## WHAT THE TASK REQUIRES
Reproduce only the lines that run from the line with "Target: red car hood" to the last line of the material, both ends included, exactly as they appear.

Position annotation records:
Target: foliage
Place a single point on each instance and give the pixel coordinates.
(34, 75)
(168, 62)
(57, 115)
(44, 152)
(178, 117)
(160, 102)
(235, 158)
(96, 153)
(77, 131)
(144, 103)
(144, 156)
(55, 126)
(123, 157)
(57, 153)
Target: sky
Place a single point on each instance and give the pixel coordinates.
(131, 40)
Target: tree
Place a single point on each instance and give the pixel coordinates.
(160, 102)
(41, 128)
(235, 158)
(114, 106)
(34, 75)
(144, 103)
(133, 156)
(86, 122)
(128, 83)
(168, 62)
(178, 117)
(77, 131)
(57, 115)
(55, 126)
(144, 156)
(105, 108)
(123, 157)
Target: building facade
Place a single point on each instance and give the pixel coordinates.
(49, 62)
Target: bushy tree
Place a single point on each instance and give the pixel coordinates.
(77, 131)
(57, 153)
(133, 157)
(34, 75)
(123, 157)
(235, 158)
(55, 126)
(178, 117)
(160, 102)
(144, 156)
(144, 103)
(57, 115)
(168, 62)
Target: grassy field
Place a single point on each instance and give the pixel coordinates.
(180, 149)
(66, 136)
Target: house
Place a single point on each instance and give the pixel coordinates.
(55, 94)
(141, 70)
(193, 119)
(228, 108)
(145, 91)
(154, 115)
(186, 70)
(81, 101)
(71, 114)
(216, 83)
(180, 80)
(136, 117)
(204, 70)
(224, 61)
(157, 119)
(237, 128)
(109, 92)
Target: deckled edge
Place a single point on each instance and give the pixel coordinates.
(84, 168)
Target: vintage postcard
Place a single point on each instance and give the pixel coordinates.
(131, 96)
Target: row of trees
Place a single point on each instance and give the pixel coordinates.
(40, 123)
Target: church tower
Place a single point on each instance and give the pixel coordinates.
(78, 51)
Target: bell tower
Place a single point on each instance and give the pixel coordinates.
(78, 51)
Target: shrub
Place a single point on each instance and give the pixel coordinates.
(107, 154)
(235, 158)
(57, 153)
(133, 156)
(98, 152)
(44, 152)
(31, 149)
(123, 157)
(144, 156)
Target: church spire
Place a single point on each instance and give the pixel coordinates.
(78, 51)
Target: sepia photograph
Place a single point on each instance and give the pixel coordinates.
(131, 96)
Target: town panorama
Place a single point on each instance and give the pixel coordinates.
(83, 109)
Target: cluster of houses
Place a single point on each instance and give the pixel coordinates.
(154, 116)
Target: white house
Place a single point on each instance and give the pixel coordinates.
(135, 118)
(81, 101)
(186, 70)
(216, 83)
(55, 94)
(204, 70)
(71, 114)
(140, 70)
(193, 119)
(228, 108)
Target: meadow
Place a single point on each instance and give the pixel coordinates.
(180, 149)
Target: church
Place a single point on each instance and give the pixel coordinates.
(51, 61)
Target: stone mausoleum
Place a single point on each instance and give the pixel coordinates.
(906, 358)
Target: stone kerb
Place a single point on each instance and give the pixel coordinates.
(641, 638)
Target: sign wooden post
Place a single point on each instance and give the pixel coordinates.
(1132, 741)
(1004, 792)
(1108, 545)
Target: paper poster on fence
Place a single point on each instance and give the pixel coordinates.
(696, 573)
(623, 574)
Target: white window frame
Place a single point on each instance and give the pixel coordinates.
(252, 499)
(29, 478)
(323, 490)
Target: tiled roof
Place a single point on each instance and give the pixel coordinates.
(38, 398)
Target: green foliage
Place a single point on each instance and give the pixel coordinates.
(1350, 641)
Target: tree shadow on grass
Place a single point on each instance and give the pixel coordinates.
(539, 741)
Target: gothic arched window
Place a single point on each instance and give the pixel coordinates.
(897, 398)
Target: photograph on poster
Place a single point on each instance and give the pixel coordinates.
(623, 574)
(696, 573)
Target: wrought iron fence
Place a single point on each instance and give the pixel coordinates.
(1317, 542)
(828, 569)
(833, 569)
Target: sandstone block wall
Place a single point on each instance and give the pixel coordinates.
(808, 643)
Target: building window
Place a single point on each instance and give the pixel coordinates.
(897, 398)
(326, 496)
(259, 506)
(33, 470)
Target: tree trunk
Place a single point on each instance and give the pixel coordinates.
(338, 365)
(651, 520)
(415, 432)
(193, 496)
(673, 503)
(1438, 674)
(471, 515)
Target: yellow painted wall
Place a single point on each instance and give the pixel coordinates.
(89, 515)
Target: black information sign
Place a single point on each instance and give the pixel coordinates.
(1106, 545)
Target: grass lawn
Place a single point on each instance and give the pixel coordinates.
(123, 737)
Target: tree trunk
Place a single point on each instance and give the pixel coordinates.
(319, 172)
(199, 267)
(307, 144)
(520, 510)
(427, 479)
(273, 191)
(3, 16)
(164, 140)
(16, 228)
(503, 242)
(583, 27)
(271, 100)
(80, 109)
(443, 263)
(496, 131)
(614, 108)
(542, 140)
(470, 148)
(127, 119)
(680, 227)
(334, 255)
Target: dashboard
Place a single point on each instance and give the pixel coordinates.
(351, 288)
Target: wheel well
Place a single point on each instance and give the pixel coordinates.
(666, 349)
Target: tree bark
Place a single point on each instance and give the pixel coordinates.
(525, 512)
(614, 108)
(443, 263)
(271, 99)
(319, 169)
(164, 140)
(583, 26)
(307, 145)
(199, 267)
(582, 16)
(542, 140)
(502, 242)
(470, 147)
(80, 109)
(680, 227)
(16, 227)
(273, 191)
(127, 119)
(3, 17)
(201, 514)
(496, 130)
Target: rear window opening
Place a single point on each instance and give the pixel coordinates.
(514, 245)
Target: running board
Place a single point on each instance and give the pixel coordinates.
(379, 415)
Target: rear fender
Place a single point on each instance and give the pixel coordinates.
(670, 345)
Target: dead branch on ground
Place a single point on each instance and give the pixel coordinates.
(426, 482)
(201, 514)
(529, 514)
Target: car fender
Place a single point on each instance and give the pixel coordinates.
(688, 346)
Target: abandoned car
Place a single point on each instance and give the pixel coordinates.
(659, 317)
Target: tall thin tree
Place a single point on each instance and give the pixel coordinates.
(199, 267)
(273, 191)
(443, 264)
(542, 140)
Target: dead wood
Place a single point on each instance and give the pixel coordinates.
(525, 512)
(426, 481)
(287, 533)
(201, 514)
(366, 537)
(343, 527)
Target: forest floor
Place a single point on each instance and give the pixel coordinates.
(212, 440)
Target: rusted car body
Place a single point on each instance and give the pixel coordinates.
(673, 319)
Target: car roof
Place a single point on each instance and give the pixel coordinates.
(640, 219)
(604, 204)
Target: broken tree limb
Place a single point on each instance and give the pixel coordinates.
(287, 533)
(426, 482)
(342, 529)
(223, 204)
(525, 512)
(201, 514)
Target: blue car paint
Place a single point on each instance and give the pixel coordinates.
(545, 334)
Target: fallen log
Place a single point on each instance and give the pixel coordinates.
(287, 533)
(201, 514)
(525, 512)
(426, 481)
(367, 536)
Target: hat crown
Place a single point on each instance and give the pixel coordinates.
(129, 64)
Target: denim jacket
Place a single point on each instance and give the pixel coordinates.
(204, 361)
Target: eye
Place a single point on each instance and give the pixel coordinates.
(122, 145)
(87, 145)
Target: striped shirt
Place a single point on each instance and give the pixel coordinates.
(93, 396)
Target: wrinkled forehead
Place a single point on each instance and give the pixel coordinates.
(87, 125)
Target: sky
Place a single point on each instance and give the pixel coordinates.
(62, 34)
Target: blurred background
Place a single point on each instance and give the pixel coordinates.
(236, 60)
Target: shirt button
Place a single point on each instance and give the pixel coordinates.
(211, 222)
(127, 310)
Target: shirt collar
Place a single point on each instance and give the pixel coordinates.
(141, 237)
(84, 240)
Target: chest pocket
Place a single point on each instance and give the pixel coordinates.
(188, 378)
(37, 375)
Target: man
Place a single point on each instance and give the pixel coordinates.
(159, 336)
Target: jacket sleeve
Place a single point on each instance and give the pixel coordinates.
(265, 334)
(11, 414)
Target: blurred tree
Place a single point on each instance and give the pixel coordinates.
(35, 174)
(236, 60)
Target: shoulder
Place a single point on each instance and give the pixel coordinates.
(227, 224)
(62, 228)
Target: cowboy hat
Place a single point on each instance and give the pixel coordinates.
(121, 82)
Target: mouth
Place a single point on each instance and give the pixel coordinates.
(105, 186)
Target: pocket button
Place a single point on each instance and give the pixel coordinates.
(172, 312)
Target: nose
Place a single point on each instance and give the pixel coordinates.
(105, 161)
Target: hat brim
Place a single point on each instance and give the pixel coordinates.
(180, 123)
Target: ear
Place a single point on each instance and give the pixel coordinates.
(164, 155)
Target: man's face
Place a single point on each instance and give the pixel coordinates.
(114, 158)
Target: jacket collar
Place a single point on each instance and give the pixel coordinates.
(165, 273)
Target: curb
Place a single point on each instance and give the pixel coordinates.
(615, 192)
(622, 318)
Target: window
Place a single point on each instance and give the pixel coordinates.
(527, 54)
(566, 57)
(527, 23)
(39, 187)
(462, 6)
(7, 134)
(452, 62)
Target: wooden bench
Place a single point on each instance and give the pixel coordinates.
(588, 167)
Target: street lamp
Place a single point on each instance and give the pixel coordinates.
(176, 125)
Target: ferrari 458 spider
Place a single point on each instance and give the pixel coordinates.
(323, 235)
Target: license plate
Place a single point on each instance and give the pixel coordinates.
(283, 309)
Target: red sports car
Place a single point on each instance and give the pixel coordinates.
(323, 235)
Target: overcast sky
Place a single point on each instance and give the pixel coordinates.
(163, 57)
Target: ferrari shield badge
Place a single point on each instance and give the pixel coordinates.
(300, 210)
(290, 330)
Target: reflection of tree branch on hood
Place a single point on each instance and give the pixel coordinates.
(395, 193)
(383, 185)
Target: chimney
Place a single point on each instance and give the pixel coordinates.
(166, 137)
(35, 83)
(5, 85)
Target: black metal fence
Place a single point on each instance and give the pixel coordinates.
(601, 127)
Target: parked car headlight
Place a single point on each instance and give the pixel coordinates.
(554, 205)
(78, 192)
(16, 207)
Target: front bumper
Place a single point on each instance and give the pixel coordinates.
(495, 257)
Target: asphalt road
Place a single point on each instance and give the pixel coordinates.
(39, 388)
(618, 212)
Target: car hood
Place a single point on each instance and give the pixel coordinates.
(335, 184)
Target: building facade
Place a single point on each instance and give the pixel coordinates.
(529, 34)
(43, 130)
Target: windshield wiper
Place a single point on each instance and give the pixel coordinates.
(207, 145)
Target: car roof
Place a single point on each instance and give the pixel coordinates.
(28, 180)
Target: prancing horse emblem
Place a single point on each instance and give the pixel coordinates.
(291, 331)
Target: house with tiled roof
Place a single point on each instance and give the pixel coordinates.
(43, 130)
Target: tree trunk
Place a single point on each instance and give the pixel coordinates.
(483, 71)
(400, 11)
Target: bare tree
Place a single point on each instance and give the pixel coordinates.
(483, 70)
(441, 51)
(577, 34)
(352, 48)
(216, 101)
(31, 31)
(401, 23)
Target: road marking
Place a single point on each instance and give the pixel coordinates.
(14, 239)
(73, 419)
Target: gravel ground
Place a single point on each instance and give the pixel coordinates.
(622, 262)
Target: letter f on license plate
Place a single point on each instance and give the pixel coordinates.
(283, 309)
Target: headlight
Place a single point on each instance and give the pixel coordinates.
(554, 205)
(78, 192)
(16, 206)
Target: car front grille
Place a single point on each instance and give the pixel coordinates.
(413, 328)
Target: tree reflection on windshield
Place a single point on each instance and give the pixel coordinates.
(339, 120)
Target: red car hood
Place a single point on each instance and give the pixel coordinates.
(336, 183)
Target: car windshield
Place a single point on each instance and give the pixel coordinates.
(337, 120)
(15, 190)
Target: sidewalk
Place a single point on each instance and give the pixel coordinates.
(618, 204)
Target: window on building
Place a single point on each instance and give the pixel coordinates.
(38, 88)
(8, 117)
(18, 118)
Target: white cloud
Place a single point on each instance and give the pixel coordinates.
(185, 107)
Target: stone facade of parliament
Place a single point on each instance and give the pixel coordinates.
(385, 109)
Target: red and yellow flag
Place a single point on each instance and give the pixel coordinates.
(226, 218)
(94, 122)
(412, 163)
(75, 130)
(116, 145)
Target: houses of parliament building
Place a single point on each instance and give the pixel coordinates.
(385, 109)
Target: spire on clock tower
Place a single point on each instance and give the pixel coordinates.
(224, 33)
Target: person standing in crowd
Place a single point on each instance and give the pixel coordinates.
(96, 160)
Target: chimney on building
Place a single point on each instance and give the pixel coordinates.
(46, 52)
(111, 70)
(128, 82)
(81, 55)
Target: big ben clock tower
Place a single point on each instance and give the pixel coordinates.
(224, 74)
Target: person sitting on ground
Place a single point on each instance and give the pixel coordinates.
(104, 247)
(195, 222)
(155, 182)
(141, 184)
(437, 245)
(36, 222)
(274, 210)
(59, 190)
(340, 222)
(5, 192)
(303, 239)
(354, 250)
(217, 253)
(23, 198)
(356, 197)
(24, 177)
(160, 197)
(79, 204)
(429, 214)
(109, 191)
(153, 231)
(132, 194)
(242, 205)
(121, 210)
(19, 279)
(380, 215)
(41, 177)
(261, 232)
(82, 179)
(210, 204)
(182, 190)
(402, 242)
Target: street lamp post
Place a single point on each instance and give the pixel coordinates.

## WRITTEN SOLUTION
Target: red car hood
Place a single point on each instance and give the pixel coordinates.
(336, 183)
Target: car windshield
Place a single point on each instance and give the pixel coordinates.
(337, 120)
(15, 190)
Target: sidewalk
Place a single point on each instance and give the pixel coordinates.
(618, 204)
Target: window on building
Place a single point on each instance and give the pixel coordinates.
(38, 88)
(8, 117)
(18, 118)
Target: white cloud
Place a single point on each instance and give the pixel coordinates.
(185, 107)
Target: stone facade of parliament
Place a single point on each instance and give the pixel coordinates.
(385, 109)
Target: red and yellow flag
Place a single point on each instance and give the pixel coordinates.
(226, 218)
(94, 122)
(412, 163)
(75, 130)
(116, 145)
Target: houses of parliament building
Place a single point on each instance and give the pixel coordinates.
(385, 109)
Target: spire on clock tower
Place a single point on each instance and give the pixel coordinates.
(224, 33)
Target: person standing in crowd
Place a single point on each instance and give the pixel coordinates.
(96, 160)
Target: chimney on building
Place a single point on each instance and give the pixel coordinates.
(46, 52)
(111, 70)
(128, 82)
(81, 55)
Target: big ben clock tower
Place a single point on each instance and give the pixel coordinates.
(224, 74)
Target: person sitting on ground
Place a single point on each instance and give the pixel coordinates.
(104, 247)
(195, 222)
(155, 182)
(141, 184)
(437, 245)
(36, 222)
(274, 210)
(59, 190)
(340, 222)
(5, 192)
(303, 239)
(354, 250)
(217, 253)
(23, 198)
(356, 197)
(24, 177)
(160, 197)
(79, 204)
(429, 214)
(109, 191)
(153, 231)
(132, 194)
(242, 205)
(121, 210)
(19, 279)
(380, 215)
(41, 177)
(261, 232)
(82, 179)
(210, 204)
(182, 190)
(402, 242)
Target: street lamp post
Place a single point on each instance and give the pixel coordinates.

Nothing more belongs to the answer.